Texto de origem »
++++++++

É de prever que Hillary Clinton vá aparecer nos próximos meses reenvernizada com cores progressistas para tentar captar o eleitorado progressista, liberal e vagamente social-democrata que Bernie Sanders soube mobilizar e sacudir do ceticismo. O marketing de "The Donald" vai optar pelo "Trump paz e amor" a ver se constrói uma postura presidencial e amacia as resistências tanto no fragmentado campo republicano como no decisivo eleitorado oscilante. Ela e ele vão ter de mudar ou maquilhar o discurso para tentarem conseguir a eleição em 8 de novembro.
Vender "The Donald" como uma boa pessoa é uma tarefa que parece quase impossível. Que imagem é que ele mostrou nos últimos meses? Racista ("Build the Wall"). Isolacionista ("America First"). Sexista ("Women, you have to treat them like shit", comentário nos anos 90 ao New York Magazine). É definido por vários outros adjectivos, todo negativos: hipócrita, narcisista, histriónico, autoritário, prevaricador, ridículo, islamofóbico. Há quem o resuma numa palavra: bimbo. Mas poderoso. O léxico e a sintaxe do candidato são rudimentares mas a mensagem simplista dele é eficaz, galvaniza muita classe média e baixa, branca, atingida pelo grande sismo das guerras bushistas e pela grande recessão pós-2007. Um eleitorado enfurecido ou obcecado com a suposta perda da grandeza americana. Donald Trump entra por esses eleitores com o discurso representado pelo slogan "Make America great again". Mobiliza muitos empreendedores frustrados. Seduz a América que gosta da força bruta.

++++++++

Itens fornecidos »

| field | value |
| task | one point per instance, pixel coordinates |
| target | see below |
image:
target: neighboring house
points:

++++++++

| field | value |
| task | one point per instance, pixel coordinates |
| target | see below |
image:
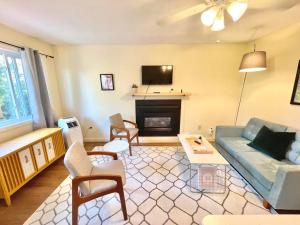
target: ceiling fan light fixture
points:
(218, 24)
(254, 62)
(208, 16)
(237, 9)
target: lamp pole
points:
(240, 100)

++++++++

Tarefas a realizar »
A. Transcreva do texto de origem, sem qualquer alteração, tudo desde "É de prever" até "8 de novembro.".
B. Traduza para inglês, por favor, esta frase do texto de origem: «Vender "The Donald" como uma boa pessoa é uma tarefa que parece quase impossível.»

Respostas às tarefas »
A.
É de prever que Hillary Clinton vá aparecer nos próximos meses reenvernizada com cores progressistas para tentar captar o eleitorado progressista, liberal e vagamente social-democrata que Bernie Sanders soube mobilizar e sacudir do ceticismo. O marketing de "The Donald" vai optar pelo "Trump paz e amor" a ver se constrói uma postura presidencial e amacia as resistências tanto no fragmentado campo republicano como no decisivo eleitorado oscilante. Ela e ele vão ter de mudar ou maquilhar o discurso para tentarem conseguir a eleição em 8 de novembro.

B. Selling "The Donald" as a good person is a task that seems almost impossible.